Énoncé -
Recopiez ces lignes à l'identique, du début à la fin.
────────────────────────────────────────
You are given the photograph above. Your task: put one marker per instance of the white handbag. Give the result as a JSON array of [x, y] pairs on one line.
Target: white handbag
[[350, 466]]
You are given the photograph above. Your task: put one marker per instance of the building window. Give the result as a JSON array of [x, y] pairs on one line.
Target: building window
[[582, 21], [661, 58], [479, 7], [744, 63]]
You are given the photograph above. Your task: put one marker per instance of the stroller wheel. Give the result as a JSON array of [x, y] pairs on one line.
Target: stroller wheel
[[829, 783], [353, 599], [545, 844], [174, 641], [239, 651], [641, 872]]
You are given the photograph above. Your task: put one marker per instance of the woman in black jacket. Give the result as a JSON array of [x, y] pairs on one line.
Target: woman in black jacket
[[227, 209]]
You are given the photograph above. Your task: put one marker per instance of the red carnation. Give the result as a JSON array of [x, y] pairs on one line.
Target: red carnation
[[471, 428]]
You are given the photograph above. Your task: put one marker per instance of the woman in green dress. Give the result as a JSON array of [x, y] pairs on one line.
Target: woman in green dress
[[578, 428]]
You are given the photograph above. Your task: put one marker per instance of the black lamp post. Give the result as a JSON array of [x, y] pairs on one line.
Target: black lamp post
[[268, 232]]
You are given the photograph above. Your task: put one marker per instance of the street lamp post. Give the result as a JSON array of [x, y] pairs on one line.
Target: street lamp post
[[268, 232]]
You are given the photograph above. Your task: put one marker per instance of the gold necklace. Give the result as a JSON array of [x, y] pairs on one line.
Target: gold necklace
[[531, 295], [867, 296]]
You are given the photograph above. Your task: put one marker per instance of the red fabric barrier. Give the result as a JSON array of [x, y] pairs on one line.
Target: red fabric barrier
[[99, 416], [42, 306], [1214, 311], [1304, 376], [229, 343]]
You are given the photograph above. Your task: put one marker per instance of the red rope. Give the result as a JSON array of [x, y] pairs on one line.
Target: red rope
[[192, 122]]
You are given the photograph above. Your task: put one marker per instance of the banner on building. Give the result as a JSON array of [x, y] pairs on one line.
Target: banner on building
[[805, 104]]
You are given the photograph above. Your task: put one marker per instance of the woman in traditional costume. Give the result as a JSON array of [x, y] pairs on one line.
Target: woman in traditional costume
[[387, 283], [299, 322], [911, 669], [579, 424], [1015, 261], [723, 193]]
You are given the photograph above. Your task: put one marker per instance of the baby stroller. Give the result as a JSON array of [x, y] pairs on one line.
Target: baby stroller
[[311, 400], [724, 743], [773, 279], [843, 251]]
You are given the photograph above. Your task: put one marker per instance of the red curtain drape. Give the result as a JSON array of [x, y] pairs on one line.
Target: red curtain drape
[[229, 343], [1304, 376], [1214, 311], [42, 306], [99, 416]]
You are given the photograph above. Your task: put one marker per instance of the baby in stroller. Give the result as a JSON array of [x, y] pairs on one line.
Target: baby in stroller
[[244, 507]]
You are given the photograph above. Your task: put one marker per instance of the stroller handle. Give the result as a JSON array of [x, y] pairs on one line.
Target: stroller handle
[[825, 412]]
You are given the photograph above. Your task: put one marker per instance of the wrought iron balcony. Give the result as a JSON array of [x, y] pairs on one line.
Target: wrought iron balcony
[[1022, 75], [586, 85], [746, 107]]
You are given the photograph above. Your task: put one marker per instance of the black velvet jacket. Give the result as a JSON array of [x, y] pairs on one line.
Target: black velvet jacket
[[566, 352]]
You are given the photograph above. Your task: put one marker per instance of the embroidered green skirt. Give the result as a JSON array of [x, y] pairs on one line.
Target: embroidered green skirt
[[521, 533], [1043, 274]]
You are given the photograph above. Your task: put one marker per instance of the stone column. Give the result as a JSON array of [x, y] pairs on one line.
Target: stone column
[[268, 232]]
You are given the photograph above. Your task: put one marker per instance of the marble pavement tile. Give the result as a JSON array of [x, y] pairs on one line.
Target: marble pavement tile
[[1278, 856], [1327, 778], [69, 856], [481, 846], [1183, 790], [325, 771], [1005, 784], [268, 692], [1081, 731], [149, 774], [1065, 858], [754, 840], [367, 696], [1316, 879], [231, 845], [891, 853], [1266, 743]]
────────────────────────────────────────
Solution complète -
You are given the photograph above. Your task: put one marker per instance of the white handbag. Give the result as a JSON array of [x, y] pairs on one line.
Target: white handbag
[[350, 466]]
You are given the photograph above. Your task: put one marker per instance of the building window. Give the result as a JSON array of [x, y] pairs on one line.
Target: building window
[[582, 21], [661, 58], [479, 7], [744, 63]]
You are given the photograph above. Your task: put one marker per instance of the stroller wheel. Give the result as a JSON array of [x, y] pairs on one line.
Target: stroller wheel
[[829, 783], [353, 599], [545, 844], [174, 641], [239, 651], [641, 872]]
You are given the photograph above. Your task: put one marker per instance of the woman in black jacket. Give the result as a JSON array of [x, y] pairs on one line.
Target: woman in black jacket
[[227, 209]]
You are given the photograph above. Your task: put one marker per instance of the red carnation. Give the result as a JSON array of [x, y] pairs on one line.
Target: red carnation
[[471, 428]]
You are given the photograph above. Your task: put one marker per instance of the woman in green dress. Give the result as a JSON array of [x, y] pairs on one line.
Target: woman in green dress
[[578, 428]]
You are given the photograph above. Your task: put one marker per instance of the black lamp post. Give the result as a JSON array of [x, y] pairs on one line.
Target: black lamp post
[[268, 232]]
You are given the photograph above. Your task: put one marker per instance of the street lamp post. Give the result as a JSON array of [x, y] pairs on one line.
Target: street lamp post
[[268, 232]]
You are given the photograph above. Your task: put one marker per instance of the gold necklace. Give the result as a JSON array of [x, y] pairs on one line.
Target: gold necklace
[[531, 295], [867, 296]]
You are given the photograph above. Your task: put one marker per instance of the red fabric barrier. Give the result as a JSON array of [x, y] pairs on one line.
Target: red fabric barrier
[[99, 416], [42, 306], [1214, 311], [1304, 376], [229, 343]]
You are given the photograph above. Your task: put one marker per instance of the red rope. Give the result as a JSON array of [x, y] pairs on one line.
Target: red rope
[[192, 122]]
You are given the photograph above. Your task: put one marker per instance of the banner on building. Give the result as a JSON array of [x, y] pairs on one line.
Target: banner on building
[[805, 104]]
You are given the photograph above. Your task: put one marker per instance of the woman in traditional costume. Give the result as a JSON array of [x, y] pairs on one line.
Target: woman in traditional costume
[[387, 283], [299, 322], [911, 669], [579, 424], [1015, 261], [723, 193]]
You are given the photograph above. Your task: put one marker per instance of the baby stroller. Give the result as a JSON array of [x, y] pairs on one line.
Target: baby stroller
[[311, 400], [724, 743], [773, 279], [843, 251]]
You are given the photograph above. Your task: put one marker per instance of the red curtain drape. Give the result as a JSON array of [x, y] pairs on one line.
Target: red curtain drape
[[229, 343], [1304, 376], [1214, 311], [42, 306], [99, 416]]
You are given the photograph above. Your task: put one marker per instance of the baby in stroller. Give the result as a JSON array of [x, y] pairs on one line.
Target: baby in stroller
[[244, 507]]
You are given the photograph above. Your task: put one marker per instance of the stroller handle. Give the result as a JSON array of [x, y] pairs on one line.
Target: stroller handle
[[825, 412]]
You are given the photograph above. Your task: put one marker per instance of the wrought iron balcony. Give the result as a JSON array of [x, y] pairs on one line.
Target: wrought iron balcony
[[1022, 75], [586, 85], [746, 107]]
You are given the photograph above. Your task: put one marker per instance of the black velvet jacket. Give the result as a JSON array of [x, y] pairs on one line.
Target: black velvet jacket
[[566, 352]]
You are given the photograph above. Your task: put one marker per instance of the embroidered green skirt. Give the result as a JSON array of [x, y] pairs on one line.
Target: embroidered green skirt
[[521, 533], [1043, 274]]
You are given the photograph above. Your task: put one marker per instance of the stone column. Give the result as a JSON array of [x, y] pairs on one line.
Target: stone column
[[268, 232]]
You are given the photograph above. Your task: put one marker per instance of the marble pavement tile. Give the result as a JSON array of [x, y] pairs on one line.
Target: marble pavement tile
[[1278, 856], [1327, 778], [69, 856], [481, 846], [1183, 790], [325, 771], [1005, 784], [268, 692], [1081, 731], [149, 774], [1065, 858], [754, 840], [367, 696], [1316, 879], [231, 845], [891, 853], [1266, 743]]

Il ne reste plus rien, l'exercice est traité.